* [STATED PROBLEM]: Report the number of lines below that contain the string "shrub", giving only that number.
* Begin *
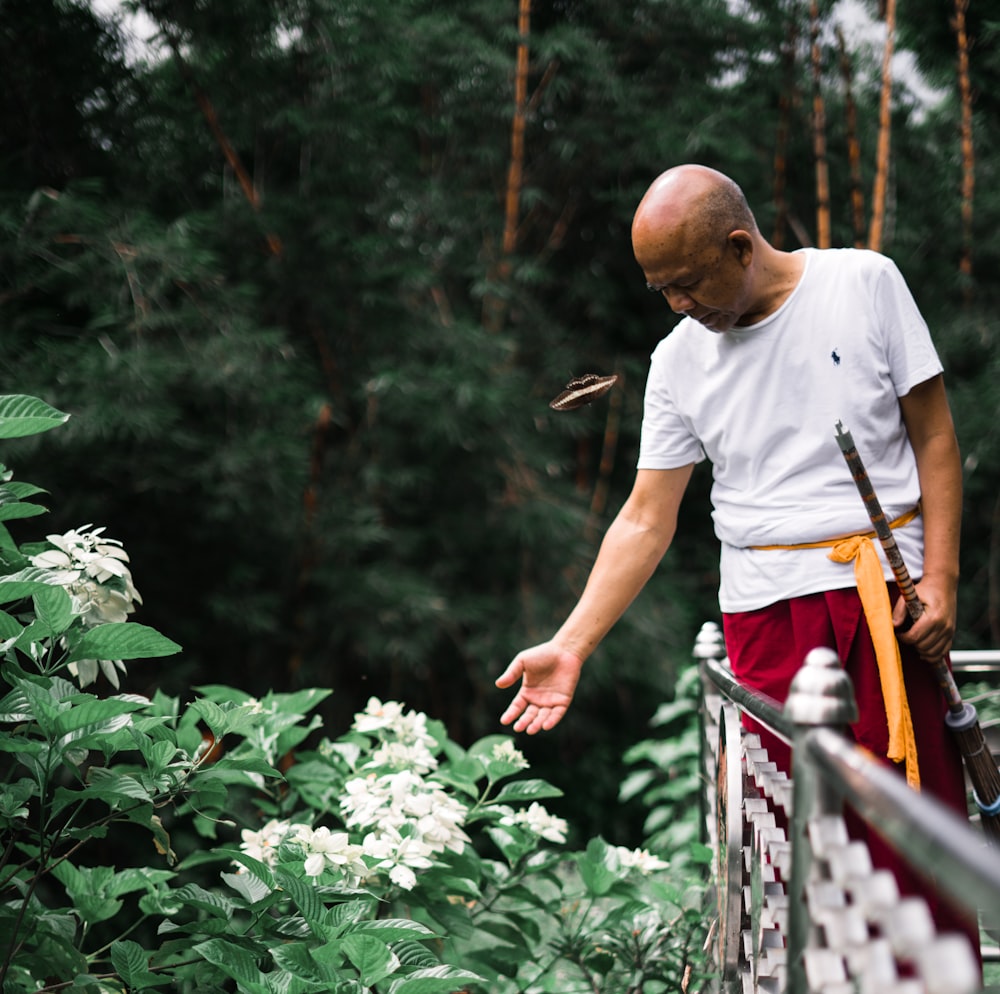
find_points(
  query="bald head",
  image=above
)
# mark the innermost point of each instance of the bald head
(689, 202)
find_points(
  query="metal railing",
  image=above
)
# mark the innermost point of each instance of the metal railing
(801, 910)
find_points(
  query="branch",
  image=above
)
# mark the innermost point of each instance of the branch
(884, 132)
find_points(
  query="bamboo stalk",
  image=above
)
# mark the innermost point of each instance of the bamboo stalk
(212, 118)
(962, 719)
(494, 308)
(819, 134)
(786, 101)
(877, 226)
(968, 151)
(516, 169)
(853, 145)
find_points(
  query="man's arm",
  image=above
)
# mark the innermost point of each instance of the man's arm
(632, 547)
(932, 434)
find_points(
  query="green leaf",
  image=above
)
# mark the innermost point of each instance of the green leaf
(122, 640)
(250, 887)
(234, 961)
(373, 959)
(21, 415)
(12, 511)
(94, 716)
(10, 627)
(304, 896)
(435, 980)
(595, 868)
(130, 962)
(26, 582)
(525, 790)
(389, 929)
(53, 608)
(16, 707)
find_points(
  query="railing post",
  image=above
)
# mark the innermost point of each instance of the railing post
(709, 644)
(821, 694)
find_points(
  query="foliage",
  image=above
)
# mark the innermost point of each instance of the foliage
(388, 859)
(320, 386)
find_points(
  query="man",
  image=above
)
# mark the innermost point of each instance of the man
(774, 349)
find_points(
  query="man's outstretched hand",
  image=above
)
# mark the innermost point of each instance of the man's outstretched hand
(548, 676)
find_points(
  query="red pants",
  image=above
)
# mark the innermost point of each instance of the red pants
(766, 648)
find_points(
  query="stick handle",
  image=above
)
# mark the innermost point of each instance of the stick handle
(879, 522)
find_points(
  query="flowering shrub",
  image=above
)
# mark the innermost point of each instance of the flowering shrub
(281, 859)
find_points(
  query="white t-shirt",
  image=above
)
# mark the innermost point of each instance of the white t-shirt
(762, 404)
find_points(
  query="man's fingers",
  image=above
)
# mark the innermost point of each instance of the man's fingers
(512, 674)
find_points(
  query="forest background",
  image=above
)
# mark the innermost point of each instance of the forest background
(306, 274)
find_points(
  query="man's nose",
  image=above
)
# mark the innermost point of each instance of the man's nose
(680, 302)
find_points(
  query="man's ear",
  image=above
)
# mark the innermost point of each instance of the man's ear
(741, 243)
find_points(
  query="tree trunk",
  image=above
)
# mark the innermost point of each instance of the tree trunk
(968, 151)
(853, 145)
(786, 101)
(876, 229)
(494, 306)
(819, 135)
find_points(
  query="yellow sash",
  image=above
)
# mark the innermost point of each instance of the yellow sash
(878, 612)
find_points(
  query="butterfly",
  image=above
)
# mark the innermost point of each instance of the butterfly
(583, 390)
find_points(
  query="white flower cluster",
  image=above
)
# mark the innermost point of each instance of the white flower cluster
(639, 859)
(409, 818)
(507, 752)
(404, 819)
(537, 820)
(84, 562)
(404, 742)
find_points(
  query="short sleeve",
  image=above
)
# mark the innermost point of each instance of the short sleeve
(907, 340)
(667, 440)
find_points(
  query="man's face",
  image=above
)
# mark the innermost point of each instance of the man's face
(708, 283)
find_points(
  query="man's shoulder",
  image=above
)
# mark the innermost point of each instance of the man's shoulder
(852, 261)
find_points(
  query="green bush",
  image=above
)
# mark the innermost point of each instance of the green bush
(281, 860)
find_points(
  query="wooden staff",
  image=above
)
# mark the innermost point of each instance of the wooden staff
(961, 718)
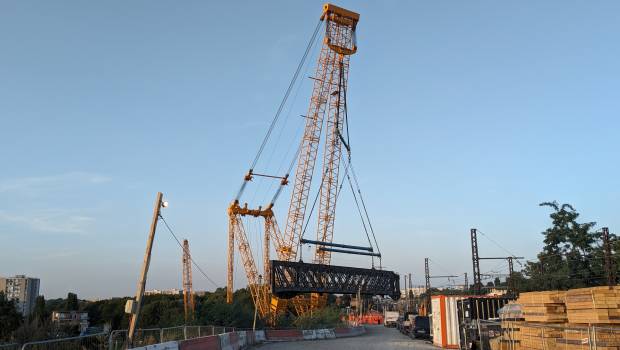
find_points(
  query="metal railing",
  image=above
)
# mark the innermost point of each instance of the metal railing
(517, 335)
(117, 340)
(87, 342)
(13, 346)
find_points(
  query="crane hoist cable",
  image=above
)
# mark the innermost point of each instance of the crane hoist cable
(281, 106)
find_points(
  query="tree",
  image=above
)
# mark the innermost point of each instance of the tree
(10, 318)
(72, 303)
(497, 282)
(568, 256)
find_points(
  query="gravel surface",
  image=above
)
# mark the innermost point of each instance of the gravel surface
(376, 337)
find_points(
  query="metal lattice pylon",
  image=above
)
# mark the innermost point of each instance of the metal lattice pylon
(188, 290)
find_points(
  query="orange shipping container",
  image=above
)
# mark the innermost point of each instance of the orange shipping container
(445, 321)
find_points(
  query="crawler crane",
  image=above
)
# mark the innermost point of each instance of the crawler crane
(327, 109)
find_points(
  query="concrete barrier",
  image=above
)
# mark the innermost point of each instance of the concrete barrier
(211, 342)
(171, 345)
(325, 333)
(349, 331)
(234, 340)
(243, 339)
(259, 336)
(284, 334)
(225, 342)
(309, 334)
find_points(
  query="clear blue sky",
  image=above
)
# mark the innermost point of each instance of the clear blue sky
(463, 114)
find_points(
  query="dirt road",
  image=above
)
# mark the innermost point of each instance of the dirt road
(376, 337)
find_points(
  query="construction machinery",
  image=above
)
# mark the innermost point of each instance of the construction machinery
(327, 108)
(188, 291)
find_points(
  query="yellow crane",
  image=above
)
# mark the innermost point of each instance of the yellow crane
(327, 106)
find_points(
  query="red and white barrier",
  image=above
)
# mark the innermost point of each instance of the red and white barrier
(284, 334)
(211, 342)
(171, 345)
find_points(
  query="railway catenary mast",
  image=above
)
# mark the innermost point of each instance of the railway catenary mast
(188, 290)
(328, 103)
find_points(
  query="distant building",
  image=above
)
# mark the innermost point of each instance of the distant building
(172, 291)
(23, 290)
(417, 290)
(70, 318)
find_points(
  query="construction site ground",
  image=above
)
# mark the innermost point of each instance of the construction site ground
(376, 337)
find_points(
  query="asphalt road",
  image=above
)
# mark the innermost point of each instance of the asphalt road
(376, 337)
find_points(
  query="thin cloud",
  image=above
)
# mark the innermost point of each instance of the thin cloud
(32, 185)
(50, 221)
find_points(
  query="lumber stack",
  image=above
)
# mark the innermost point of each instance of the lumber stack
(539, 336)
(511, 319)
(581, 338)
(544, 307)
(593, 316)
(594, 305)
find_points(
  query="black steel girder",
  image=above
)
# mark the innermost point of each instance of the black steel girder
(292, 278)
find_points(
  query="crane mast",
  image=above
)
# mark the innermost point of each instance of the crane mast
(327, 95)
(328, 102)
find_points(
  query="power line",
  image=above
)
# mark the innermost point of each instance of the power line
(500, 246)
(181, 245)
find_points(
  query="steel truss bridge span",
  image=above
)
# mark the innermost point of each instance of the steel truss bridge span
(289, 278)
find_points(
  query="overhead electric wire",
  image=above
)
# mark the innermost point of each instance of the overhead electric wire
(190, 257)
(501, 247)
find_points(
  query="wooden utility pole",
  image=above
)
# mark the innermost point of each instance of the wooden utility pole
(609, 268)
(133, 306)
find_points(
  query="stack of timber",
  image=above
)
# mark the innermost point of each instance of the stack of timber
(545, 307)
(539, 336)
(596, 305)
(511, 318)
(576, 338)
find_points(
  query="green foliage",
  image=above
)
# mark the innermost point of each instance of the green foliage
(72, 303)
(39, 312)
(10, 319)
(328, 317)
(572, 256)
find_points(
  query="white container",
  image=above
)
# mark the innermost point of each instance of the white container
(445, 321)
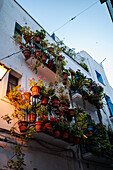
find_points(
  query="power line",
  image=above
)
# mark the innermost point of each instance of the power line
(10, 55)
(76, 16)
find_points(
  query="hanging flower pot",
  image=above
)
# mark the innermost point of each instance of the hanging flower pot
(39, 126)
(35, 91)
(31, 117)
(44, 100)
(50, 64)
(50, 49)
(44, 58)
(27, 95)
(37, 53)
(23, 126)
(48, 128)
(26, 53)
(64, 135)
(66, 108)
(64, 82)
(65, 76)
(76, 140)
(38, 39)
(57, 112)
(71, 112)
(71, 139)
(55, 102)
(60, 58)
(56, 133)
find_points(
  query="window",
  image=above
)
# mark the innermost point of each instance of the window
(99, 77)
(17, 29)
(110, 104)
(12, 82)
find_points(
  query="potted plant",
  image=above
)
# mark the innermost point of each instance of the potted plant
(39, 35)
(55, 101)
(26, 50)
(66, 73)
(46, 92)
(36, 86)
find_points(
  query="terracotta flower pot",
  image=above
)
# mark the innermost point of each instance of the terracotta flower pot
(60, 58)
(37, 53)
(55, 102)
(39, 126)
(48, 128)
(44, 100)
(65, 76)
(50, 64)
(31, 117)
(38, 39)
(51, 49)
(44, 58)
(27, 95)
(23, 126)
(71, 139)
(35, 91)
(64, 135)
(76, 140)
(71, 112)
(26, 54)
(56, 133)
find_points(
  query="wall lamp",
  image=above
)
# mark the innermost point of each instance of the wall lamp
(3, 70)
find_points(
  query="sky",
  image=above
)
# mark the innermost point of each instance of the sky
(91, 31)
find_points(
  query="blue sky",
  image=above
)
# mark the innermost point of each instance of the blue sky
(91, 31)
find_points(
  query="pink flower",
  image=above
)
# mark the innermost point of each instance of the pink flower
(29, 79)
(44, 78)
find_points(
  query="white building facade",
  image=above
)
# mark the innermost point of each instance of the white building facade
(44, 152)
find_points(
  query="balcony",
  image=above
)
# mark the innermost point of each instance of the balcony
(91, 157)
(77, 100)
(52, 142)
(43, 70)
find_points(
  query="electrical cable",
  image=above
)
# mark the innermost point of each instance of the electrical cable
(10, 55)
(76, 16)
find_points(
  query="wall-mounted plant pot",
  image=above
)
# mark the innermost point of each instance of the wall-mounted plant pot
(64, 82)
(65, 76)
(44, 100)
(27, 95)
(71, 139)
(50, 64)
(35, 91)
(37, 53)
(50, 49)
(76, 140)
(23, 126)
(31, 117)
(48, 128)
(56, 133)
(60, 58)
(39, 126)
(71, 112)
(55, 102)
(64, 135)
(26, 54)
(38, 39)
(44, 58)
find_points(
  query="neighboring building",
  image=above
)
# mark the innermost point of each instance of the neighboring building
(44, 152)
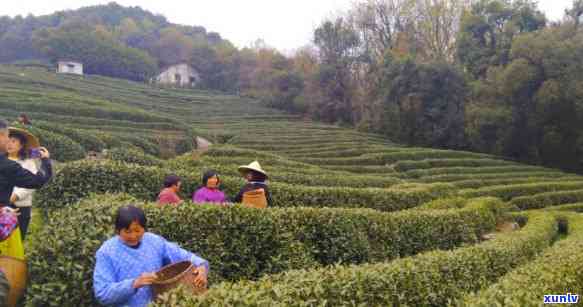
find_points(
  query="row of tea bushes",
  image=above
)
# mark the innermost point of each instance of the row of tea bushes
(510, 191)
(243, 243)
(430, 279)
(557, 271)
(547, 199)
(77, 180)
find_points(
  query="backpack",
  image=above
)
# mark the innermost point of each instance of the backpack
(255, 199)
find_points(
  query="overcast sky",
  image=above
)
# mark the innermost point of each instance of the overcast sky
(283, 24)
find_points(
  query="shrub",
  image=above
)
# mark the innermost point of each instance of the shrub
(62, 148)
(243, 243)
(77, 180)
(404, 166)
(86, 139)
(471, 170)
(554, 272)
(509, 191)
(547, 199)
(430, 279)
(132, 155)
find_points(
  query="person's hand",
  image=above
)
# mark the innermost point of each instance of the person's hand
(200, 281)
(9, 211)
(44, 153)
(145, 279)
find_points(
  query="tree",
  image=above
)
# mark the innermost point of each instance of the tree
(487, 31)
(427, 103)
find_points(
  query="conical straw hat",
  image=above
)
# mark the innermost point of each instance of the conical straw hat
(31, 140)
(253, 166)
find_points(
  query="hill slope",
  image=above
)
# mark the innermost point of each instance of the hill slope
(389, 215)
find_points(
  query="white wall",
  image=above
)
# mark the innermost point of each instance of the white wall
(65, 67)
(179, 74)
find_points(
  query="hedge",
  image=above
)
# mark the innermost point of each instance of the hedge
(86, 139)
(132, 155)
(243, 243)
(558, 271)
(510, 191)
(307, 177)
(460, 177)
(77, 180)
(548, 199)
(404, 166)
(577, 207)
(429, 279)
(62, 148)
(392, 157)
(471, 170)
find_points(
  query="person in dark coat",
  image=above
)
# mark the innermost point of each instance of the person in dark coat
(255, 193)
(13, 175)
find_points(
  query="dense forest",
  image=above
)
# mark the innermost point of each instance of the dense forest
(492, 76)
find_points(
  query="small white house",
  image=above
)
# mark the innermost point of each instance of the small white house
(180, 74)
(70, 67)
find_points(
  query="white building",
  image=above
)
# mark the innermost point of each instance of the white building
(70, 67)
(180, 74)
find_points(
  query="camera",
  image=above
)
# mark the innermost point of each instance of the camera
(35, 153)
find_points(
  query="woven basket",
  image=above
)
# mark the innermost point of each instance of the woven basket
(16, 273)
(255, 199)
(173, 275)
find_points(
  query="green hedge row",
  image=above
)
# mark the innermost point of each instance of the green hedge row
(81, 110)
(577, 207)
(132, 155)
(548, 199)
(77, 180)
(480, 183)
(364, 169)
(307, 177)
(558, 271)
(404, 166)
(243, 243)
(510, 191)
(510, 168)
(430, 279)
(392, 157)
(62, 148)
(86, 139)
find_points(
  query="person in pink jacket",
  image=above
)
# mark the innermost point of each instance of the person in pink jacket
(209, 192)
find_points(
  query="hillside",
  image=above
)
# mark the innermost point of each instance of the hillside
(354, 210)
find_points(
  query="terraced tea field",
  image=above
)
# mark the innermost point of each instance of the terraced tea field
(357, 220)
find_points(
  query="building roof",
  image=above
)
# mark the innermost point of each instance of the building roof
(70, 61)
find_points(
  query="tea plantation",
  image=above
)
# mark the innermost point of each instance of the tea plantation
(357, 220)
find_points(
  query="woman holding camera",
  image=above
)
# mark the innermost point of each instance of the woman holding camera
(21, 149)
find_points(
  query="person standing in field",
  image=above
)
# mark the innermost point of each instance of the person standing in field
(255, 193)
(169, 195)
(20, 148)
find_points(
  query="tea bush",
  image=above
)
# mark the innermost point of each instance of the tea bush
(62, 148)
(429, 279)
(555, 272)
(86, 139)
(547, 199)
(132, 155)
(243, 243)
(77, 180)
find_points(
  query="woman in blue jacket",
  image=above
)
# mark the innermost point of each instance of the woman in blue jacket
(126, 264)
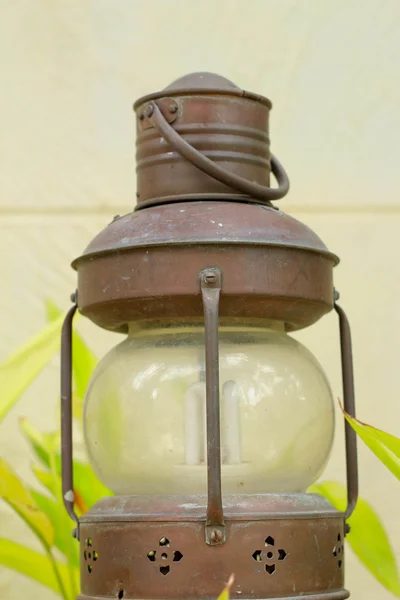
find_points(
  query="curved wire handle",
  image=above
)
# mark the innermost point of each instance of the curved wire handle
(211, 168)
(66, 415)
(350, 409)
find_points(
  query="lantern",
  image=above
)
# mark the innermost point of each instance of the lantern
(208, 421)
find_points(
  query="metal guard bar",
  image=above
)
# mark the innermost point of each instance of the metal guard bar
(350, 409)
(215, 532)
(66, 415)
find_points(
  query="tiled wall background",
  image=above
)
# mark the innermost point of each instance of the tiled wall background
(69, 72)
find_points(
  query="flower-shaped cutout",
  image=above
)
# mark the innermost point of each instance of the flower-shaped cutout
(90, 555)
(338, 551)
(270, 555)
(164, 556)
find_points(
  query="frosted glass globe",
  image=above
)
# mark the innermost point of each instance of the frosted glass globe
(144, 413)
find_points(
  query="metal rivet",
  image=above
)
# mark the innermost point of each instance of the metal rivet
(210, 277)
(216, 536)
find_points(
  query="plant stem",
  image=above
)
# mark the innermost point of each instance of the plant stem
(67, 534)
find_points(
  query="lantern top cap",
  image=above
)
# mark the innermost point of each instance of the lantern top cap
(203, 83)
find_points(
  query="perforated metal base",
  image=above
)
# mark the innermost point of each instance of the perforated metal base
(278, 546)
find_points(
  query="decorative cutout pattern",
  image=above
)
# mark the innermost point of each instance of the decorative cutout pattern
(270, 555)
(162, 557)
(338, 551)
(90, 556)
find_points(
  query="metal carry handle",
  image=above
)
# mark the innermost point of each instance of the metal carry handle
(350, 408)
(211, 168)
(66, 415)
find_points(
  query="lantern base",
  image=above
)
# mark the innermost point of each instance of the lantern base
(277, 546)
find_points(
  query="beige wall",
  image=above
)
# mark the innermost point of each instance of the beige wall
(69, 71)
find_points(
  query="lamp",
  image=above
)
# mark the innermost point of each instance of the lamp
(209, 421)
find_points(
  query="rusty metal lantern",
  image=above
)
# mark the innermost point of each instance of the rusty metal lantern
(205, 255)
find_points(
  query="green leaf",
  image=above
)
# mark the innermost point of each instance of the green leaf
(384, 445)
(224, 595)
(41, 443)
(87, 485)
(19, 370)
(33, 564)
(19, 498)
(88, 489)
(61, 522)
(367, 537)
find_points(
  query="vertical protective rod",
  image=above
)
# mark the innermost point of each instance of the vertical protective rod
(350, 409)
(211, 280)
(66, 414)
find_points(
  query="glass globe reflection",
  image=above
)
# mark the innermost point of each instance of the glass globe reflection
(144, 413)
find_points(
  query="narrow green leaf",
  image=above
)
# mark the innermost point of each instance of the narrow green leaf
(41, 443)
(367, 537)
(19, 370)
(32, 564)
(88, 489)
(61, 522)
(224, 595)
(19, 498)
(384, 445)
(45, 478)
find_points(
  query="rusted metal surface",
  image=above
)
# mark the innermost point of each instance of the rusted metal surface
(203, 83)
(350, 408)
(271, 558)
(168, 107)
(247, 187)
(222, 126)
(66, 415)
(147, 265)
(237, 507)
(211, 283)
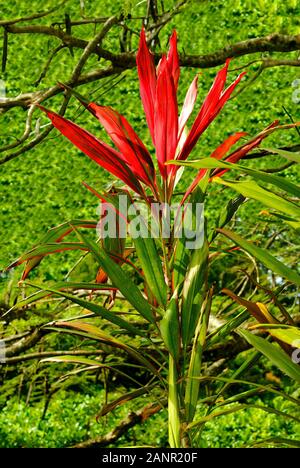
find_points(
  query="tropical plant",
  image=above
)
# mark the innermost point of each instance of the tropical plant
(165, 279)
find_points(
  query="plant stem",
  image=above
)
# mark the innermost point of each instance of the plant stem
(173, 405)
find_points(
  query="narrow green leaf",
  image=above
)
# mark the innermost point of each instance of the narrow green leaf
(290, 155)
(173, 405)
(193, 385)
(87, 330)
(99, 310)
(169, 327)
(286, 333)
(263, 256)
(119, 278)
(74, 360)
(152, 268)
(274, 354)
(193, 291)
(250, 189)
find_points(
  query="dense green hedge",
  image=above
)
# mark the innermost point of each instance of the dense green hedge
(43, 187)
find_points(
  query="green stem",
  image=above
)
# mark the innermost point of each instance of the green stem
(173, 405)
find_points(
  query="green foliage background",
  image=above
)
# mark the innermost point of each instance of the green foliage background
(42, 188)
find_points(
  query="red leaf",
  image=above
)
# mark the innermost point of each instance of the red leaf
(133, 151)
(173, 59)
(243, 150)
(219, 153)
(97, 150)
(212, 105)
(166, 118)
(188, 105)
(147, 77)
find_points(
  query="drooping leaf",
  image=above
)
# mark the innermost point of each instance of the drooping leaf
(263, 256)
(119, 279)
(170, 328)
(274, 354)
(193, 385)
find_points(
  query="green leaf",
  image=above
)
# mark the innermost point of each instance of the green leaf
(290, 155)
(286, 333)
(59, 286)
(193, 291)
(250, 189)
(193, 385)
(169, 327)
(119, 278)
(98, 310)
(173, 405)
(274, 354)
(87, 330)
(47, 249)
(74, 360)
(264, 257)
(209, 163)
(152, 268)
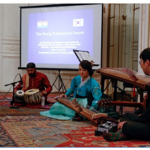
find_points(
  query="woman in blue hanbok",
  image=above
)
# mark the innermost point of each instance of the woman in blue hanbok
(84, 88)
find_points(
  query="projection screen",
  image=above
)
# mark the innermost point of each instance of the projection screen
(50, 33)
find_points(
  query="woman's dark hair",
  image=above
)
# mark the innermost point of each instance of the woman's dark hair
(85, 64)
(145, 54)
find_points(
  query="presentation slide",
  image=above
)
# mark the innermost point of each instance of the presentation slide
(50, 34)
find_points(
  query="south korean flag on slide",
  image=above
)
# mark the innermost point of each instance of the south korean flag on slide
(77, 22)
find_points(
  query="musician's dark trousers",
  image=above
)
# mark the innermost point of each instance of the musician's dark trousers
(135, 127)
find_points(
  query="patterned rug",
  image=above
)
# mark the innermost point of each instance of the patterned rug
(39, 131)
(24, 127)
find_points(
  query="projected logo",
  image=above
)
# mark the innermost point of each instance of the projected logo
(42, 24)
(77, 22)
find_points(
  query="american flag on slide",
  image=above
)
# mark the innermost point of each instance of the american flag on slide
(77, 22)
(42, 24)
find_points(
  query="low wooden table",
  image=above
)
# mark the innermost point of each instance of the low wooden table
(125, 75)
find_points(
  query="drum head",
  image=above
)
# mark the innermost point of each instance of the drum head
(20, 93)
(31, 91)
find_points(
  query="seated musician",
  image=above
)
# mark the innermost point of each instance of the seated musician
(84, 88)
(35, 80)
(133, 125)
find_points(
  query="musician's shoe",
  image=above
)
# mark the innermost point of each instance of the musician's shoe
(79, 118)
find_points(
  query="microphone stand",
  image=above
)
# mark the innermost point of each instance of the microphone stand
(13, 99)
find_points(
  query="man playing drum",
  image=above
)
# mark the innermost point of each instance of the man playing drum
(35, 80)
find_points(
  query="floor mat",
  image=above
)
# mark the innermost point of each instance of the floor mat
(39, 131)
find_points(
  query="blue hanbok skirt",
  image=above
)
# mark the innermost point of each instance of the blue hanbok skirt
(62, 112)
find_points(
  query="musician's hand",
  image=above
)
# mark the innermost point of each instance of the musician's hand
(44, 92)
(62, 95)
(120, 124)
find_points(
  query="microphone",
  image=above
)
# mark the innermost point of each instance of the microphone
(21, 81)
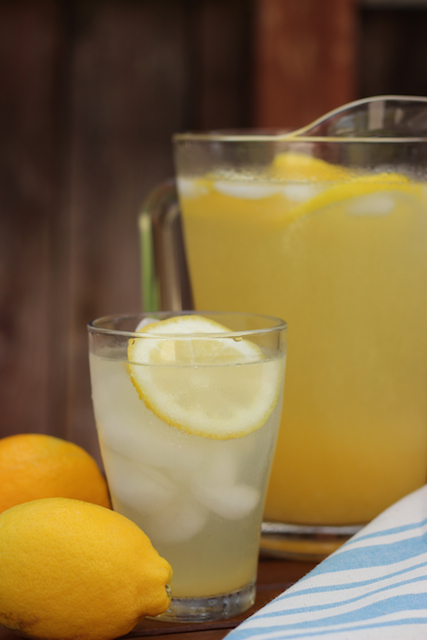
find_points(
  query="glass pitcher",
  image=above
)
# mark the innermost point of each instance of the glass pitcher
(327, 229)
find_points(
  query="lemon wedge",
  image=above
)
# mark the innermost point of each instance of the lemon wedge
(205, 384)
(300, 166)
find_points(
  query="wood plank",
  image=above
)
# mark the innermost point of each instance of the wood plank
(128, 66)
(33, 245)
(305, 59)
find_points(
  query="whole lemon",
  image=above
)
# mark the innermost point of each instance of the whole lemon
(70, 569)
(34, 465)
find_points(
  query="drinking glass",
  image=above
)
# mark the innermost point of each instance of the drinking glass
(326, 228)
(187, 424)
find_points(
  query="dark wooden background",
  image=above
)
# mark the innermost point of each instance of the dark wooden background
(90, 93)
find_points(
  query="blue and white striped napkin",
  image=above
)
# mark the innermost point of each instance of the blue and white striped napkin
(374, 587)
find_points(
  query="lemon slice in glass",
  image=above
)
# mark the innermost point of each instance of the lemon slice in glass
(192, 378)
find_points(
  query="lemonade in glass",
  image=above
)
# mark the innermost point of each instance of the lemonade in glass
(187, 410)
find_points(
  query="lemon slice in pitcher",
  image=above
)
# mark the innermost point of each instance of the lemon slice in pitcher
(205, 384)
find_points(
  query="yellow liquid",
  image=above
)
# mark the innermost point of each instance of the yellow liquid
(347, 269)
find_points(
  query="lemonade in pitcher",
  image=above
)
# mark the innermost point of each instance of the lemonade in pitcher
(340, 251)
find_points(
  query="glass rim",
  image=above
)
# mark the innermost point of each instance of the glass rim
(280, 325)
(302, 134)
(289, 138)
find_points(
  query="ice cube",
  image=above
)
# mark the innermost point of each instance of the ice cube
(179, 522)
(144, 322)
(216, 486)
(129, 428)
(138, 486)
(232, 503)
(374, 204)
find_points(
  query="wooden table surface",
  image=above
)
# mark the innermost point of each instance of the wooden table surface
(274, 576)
* End *
* [EXERCISE SOLUTION]: 4